WHAT TO DO:
Return only this: the line with "Target = stone boulder" and all the lines that follow it below, through the final one, exactly as they are.

— begin INPUT —

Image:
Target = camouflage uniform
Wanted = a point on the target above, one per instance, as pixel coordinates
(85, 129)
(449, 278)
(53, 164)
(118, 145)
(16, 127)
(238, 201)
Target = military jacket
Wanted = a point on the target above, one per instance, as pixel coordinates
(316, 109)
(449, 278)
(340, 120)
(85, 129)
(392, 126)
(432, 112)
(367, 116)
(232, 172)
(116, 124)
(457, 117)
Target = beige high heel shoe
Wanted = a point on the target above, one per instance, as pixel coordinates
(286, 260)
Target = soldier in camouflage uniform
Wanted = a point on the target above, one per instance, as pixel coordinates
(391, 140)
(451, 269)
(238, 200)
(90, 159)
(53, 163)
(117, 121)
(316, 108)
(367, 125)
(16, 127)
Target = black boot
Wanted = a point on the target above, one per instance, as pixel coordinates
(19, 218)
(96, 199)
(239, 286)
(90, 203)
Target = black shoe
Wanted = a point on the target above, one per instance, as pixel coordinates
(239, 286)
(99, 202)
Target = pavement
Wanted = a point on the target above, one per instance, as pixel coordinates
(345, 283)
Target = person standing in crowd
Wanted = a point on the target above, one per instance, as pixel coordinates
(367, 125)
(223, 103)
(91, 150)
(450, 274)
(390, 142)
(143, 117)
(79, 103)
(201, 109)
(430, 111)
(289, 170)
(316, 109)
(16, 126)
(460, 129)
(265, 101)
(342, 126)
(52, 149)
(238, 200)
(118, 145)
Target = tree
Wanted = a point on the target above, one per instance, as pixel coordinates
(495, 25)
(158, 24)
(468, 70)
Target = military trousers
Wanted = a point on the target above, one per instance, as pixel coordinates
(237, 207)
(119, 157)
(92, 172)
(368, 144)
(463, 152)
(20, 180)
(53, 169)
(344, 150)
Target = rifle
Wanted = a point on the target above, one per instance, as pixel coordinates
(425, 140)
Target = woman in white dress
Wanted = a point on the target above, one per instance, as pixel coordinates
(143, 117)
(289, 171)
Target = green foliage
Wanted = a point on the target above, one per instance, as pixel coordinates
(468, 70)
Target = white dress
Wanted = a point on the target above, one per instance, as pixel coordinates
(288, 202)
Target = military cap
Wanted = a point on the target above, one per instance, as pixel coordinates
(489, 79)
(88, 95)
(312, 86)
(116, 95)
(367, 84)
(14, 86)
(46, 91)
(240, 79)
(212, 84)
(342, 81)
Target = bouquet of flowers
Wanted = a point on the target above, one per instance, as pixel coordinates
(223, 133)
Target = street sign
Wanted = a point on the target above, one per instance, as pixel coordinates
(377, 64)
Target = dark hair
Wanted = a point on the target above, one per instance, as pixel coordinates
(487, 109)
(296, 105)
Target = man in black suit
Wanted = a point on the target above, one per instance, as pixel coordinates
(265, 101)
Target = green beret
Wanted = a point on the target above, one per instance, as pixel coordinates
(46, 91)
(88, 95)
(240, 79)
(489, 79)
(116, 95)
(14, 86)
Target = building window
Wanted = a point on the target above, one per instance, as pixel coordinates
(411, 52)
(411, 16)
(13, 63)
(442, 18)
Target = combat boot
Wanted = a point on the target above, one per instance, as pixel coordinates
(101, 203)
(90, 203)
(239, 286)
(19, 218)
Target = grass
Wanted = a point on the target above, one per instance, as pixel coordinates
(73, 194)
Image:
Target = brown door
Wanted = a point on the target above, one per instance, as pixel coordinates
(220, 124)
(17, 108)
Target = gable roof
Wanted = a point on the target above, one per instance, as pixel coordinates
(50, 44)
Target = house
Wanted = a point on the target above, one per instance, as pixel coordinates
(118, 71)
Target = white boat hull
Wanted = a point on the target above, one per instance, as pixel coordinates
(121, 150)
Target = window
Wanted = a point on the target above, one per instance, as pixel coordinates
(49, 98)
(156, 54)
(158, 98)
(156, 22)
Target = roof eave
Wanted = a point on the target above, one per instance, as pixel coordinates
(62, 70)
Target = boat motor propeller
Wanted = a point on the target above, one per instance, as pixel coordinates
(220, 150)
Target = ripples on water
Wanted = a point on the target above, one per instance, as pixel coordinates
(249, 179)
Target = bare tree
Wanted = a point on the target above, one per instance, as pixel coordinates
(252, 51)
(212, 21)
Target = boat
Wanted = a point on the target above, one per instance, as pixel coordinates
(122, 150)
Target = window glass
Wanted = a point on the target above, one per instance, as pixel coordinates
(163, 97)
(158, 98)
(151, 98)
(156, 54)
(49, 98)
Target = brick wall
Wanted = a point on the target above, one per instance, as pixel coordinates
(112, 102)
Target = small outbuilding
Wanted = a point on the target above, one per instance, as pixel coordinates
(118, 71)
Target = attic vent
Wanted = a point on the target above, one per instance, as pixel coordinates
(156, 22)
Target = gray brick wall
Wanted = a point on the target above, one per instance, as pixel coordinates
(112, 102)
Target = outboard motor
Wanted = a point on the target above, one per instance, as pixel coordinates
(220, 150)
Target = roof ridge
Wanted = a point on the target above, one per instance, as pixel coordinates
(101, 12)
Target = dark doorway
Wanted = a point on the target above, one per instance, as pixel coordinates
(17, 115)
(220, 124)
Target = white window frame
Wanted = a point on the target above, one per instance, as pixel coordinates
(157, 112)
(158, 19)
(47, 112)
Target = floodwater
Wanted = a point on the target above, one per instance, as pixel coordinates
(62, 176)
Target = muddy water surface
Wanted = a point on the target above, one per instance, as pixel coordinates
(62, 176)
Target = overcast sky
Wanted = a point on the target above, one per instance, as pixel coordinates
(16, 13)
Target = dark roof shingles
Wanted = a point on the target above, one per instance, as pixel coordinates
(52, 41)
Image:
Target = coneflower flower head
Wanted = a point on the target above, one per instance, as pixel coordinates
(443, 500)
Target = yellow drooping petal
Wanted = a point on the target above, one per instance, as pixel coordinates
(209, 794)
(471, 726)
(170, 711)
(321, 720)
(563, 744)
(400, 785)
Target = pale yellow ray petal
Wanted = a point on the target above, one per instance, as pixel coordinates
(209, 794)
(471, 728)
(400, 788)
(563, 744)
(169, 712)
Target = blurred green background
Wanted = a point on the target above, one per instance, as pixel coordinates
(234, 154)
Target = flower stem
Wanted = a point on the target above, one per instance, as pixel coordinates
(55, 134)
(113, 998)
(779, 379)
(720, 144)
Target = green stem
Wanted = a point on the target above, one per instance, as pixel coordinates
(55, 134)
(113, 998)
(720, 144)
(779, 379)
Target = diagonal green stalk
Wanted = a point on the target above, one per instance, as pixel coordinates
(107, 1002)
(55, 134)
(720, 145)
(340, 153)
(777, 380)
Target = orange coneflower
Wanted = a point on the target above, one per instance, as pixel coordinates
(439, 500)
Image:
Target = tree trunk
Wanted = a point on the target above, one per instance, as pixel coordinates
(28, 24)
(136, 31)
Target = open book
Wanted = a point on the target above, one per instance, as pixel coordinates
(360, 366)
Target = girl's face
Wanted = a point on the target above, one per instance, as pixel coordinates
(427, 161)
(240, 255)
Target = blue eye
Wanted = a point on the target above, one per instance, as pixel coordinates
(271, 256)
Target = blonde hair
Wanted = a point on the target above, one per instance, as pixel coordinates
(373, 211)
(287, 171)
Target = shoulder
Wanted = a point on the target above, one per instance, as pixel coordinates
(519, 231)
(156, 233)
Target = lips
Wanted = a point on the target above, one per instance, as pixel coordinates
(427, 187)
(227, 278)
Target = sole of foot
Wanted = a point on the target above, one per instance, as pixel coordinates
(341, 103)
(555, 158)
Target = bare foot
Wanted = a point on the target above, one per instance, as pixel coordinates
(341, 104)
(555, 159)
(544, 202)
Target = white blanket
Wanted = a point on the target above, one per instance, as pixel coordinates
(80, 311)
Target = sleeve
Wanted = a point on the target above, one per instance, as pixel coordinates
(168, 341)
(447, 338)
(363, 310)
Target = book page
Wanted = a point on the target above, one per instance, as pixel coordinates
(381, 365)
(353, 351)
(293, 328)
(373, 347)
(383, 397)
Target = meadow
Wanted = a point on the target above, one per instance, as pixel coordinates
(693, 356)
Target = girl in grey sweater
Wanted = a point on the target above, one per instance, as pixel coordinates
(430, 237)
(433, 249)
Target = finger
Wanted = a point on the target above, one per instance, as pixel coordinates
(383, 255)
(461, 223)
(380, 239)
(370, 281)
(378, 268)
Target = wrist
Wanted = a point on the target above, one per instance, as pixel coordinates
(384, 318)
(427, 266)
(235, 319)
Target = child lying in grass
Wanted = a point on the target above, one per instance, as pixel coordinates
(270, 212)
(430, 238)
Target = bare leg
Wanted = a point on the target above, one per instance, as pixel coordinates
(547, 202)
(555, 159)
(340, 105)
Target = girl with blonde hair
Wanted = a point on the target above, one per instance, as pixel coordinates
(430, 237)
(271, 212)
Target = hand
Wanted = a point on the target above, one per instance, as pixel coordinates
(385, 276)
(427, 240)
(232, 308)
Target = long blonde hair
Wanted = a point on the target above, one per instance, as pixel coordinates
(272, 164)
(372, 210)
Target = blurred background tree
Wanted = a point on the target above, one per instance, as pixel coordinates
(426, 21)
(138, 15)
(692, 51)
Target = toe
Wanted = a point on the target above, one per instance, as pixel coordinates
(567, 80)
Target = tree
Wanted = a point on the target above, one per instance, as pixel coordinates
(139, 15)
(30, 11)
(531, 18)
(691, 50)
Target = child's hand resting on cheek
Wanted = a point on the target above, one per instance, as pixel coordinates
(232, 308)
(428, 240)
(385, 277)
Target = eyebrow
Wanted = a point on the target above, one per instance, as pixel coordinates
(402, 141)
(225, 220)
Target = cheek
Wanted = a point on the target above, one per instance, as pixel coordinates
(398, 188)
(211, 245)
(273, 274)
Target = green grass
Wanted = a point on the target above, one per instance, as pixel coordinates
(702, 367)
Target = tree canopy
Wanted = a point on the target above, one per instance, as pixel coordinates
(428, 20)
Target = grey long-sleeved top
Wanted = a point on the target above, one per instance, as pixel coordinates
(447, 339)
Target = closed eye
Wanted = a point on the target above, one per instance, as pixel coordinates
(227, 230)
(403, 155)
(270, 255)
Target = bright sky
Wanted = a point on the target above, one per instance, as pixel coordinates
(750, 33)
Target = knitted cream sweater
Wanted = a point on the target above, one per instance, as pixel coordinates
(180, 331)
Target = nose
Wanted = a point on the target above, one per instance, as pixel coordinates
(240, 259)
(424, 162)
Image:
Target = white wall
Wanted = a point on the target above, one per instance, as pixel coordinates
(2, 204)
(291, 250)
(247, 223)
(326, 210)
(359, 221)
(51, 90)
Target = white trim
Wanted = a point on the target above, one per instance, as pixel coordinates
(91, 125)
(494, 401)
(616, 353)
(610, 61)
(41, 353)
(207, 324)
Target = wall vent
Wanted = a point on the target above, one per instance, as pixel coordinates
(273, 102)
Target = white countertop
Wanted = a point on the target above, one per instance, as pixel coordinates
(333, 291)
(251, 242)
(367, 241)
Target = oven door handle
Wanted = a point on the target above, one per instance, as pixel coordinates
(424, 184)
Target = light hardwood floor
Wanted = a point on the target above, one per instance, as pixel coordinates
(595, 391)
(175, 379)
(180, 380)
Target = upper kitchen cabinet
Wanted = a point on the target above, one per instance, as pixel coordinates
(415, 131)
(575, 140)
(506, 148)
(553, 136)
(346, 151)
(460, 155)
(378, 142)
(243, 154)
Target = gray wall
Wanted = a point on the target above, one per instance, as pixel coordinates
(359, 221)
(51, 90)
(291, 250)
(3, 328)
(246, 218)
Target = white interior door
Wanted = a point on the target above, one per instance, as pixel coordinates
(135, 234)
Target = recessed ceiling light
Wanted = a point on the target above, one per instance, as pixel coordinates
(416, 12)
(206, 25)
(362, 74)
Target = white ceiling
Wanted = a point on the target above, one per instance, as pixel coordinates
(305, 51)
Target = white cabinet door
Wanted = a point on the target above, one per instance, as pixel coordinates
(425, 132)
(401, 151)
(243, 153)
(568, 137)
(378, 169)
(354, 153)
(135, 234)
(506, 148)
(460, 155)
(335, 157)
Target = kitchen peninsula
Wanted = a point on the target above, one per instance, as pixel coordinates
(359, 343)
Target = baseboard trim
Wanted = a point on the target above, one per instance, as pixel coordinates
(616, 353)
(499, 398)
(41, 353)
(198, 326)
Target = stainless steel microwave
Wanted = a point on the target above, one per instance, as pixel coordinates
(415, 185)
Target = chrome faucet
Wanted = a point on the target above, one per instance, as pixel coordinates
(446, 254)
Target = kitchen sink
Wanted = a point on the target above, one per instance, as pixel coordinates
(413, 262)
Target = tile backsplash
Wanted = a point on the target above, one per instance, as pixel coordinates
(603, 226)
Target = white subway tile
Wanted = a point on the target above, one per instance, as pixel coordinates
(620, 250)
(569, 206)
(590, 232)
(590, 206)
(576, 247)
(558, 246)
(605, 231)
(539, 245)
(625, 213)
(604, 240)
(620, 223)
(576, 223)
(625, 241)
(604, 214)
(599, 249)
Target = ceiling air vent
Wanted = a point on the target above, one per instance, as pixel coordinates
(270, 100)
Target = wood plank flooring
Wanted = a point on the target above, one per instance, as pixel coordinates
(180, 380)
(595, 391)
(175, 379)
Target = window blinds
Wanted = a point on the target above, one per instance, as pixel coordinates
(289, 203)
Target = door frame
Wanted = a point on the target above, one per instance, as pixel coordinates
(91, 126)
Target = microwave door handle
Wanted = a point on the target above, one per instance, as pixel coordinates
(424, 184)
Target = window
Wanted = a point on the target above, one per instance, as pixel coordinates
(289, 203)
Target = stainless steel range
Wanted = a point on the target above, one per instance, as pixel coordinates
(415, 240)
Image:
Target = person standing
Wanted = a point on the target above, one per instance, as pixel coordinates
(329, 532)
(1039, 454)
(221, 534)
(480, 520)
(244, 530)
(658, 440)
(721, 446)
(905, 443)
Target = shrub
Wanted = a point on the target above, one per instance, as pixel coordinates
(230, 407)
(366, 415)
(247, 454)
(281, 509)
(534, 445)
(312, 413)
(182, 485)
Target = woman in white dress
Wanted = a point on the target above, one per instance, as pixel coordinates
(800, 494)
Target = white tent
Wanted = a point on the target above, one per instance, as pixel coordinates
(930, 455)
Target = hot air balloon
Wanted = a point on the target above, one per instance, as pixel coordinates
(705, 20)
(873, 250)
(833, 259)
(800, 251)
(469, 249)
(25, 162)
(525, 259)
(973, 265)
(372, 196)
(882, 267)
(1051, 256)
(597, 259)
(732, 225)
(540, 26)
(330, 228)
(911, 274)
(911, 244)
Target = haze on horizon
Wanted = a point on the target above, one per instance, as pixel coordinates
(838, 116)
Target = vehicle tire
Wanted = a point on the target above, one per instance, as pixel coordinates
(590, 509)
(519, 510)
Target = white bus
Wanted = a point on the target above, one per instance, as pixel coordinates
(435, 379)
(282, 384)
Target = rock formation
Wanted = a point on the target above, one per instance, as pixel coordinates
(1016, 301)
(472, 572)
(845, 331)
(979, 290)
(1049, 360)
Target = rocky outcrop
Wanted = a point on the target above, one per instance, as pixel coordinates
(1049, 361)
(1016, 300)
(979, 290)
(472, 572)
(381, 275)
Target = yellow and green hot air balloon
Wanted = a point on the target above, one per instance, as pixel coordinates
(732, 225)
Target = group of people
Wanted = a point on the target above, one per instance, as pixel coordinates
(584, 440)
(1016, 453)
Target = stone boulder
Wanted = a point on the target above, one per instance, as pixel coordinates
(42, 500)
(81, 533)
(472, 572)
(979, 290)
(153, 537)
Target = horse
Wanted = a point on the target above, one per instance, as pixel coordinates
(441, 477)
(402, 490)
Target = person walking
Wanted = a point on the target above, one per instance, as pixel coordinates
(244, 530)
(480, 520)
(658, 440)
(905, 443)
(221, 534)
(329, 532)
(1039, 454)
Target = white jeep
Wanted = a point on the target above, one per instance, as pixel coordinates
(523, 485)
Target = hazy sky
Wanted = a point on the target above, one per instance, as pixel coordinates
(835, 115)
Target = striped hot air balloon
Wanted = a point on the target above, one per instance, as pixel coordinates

— end INPUT —

THE COMPLETED TASK:
Target = stone boulder
Wanted = a point on the target above, one per instance, as pixel coordinates
(42, 500)
(81, 533)
(472, 572)
(979, 290)
(153, 537)
Target = horse
Wanted = a point on the target above, one per instance, as pixel coordinates
(441, 477)
(402, 490)
Target = person walking
Wanted = a point on the target above, one per instance, as pixel coordinates
(244, 530)
(480, 520)
(658, 440)
(905, 443)
(221, 534)
(329, 532)
(1039, 454)
Target = white jeep
Wanted = a point on the target above, one per instance, as pixel coordinates
(523, 485)
Target = hazy sky
Wanted = a point on the target above, one per instance, as pixel coordinates
(835, 115)
Target = striped hot air balloon
Wanted = a point on the target above, one per instance, as pixel coordinates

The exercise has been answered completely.